** Begin Supplied information **

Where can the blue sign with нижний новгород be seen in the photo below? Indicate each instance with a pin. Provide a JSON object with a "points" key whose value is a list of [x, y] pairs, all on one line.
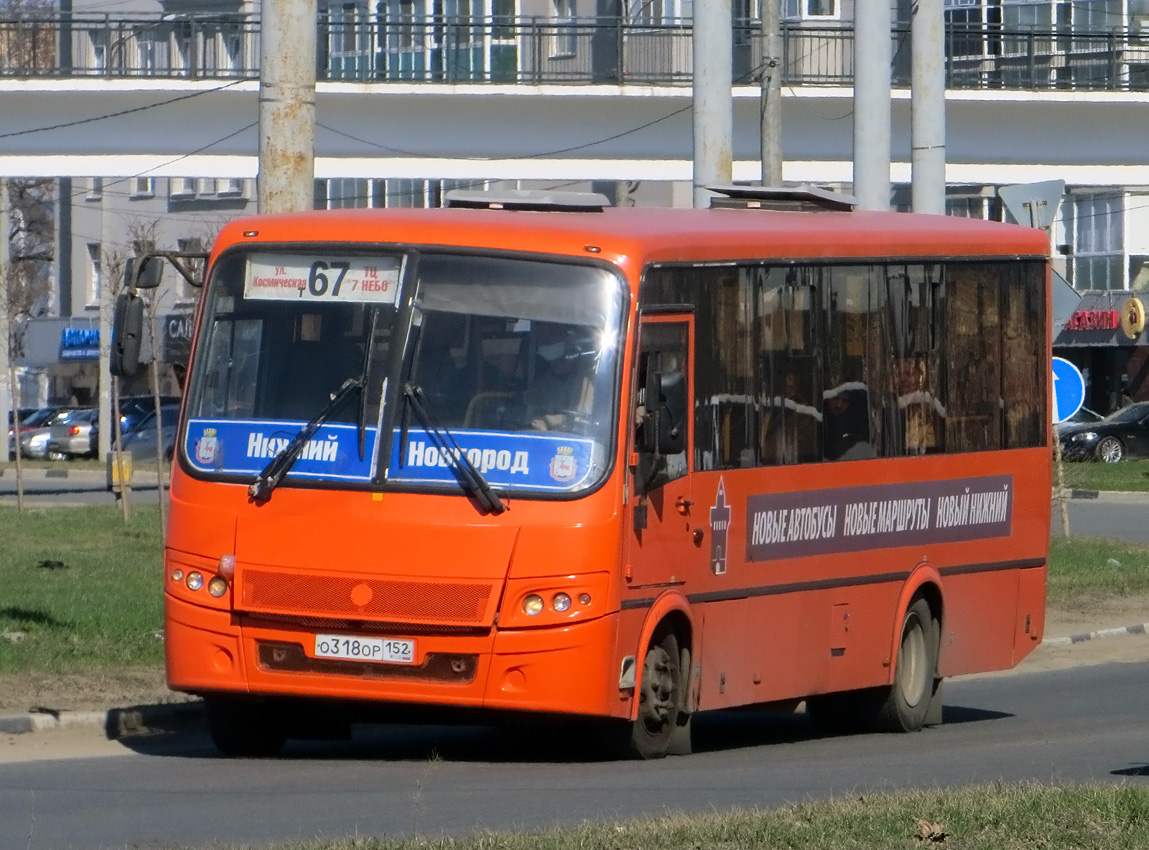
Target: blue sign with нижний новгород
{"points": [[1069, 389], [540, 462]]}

** End Supplied information **
** Begin Supplied information **

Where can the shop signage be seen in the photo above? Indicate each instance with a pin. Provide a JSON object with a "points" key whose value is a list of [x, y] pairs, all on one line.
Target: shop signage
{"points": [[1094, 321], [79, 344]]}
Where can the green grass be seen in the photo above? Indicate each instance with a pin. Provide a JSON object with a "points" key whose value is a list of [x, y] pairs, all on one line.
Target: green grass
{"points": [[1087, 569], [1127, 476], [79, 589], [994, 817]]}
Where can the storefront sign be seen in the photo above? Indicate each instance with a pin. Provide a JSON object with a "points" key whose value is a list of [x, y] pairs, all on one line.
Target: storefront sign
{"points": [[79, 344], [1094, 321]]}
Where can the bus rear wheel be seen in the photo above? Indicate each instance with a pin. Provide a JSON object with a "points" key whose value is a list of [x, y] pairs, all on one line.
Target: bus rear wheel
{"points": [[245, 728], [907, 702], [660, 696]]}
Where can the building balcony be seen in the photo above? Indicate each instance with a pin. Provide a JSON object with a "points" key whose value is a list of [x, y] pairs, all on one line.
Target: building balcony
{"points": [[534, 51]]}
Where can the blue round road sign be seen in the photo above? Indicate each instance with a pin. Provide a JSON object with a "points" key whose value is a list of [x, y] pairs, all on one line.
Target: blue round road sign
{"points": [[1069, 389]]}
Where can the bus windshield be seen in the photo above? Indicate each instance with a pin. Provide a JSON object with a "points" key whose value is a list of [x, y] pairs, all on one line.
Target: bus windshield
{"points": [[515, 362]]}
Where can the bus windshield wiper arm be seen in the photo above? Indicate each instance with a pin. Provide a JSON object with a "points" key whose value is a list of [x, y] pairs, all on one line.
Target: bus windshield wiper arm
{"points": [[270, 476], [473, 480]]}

** End Supplied information **
** Begin Supplied information **

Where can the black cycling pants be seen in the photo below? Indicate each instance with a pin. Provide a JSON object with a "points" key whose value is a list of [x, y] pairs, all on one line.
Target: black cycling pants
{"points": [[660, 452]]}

** End Supplied information **

● **Problem to solve**: Pull out every line of the data above that contains the word "balcony", treating uppercase and lowercase as different.

● **Result of this exercise**:
Where can the building balcony be seen in the photo above? Indicate each instance with a pin. Provide a JSON object with a "points" key whose value is a list of [x, y] pairs, all on one line.
Target: building balcony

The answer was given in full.